→ **PAGE**:
============
EE Business is the SME-focused part of BT Group. It sells mobile-led bundles first, with broadband, leased lines, Microsoft 365 and security stacked on top, all on a single monthly bill. Editorial guide below covers each product line, pricing benchmarks and how it compares with BT Business in 2026.

At a glance

Mobile-first SME proposition EE 4G and 5G + Openreach FTTP Smart Plans from £15/mo per user Microsoft 365 add-ons available

Product range

What EE Business actually sells

Six product lines in 2026. Mobile is the lead, and everything else clips onto it. Indicative prices below are guides only, EE Business confirms a final quote after a short eligibility check on your address and number of users.

EE Mobile Smart Plans

Mobile-first SIM-only and handset plans for SMEs. Built around EE’s 4G/5G network with bolt-ons for international roaming, mobile hotspot data, and an EE Business app for line management.

From around £15 per user per month for SIM-only on 24 months, scaling up to flagship handsets with full insurance and Apple One bundles.

EE Business Broadband

Full Fibre 100, 300, 500 and 900 lines on the Openreach network, with a static IP option, a managed business router and 4G or 5G back-up bundled in.

Priced from around £35 a month for Fibre 100 + business support, up to £60 for Fibre 900 with leased-line-style SLAs.

Leased lines and Ethernet

For SMEs and mid-market businesses that need a guaranteed dedicated link: symmetrical fibre Ethernet from 100 Mbps to 10 Gbps with end-to-end SLAs and four-hour fix.

Priced by site survey, typically £350 to £900 a month depending on speed, location and contract length.

Microsoft 365 + cloud

EE Business bundles Microsoft 365 Business Basic, Standard and Premium with mobile or broadband contracts, so an SME pays one monthly bill rather than two.
============
→ **MATERIAL**:
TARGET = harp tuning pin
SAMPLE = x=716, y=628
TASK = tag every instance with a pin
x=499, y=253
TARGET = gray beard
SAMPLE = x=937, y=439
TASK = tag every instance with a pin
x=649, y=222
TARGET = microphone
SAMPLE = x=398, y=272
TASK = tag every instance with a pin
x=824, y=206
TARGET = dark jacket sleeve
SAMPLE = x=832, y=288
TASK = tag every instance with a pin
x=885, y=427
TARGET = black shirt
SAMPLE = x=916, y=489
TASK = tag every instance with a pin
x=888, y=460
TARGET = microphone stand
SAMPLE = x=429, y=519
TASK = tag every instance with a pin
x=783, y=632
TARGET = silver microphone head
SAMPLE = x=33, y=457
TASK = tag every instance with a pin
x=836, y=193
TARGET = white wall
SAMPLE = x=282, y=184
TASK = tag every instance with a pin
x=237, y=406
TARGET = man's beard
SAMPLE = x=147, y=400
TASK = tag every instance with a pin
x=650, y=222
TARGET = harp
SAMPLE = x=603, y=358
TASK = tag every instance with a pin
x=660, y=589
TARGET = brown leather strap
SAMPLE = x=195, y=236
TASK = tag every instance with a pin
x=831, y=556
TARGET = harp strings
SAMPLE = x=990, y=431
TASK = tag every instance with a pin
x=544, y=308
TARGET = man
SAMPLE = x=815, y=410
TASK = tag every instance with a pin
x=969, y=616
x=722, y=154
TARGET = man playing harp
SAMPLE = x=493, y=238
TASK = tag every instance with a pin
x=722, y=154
============
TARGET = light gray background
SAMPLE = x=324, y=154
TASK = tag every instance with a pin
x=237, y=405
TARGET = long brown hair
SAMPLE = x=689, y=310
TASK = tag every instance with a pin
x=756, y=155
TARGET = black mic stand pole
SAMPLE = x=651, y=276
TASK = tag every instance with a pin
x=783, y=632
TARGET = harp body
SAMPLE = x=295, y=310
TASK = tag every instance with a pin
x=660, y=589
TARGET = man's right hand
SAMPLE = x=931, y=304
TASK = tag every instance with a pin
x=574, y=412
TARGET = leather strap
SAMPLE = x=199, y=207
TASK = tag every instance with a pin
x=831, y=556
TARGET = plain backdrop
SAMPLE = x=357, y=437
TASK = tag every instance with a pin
============
→ **BRIEF 1**:
Answer these questions from the EE Business guide, putting each answer on its own line and marking it (a), (b) or (c) to match its question.
(a) What range of speeds does the symmetrical fibre Ethernet offer?
(b) From what monthly price per user do the EE Mobile Smart Plans start, and on what kind of plan?
(c) Which Microsoft 365 editions does EE Business bundle with mobile or broadband contracts?
→ **BRIEF 2**:
Continue the EE Business guide from the point where it stops, writing the next part.

→ **WRITTEN RESPONSE 1**:
(a) From 100 Mbps to 10 Gbps.
(b) From around £15 per user per month, for SIM-only on 24 months.
(c) Microsoft 365 Business Basic, Standard and Premium.

→ **WRITTEN RESPONSE 2**:
Microsoft 365 from £6 per user per month, with EE billing and EE support on the licence.

EE Business Mobile Hotspot

A Wi-Fi 6 4G/5G hotspot with a dedicated business SIM, for pop-up offices, field teams or any site without a fixed broadband line.

From around £20 a month for the device + a 100 GB business SIM, no Openreach install required.

Cyber-security and devices

Norton Small Business, Apple Business Manager and managed-device add-ons sold through the EE Business storefront, again on a single monthly EE bill.

Bolt-ons from £3 to £15 per user per month depending on the security stack.

Editorial read

When EE Business is the right pick

EE Business is not the cheapest SME option, and it is not the best for enterprises that need bespoke leased lines. It sits in the sweet spot of small businesses (1 to 50 employees) that want everything on one monthly bill.

Single-bill convergence

Mobile, broadband, Microsoft 365 and security on one EE Business account. Useful for SMEs that want one supplier and one helpdesk rather than four.

EE 4G/5G as a back-up line

Every EE Business broadband line ships with bundled 4G (or 5G on top tier) back-up. If Openreach goes down, your team keeps working.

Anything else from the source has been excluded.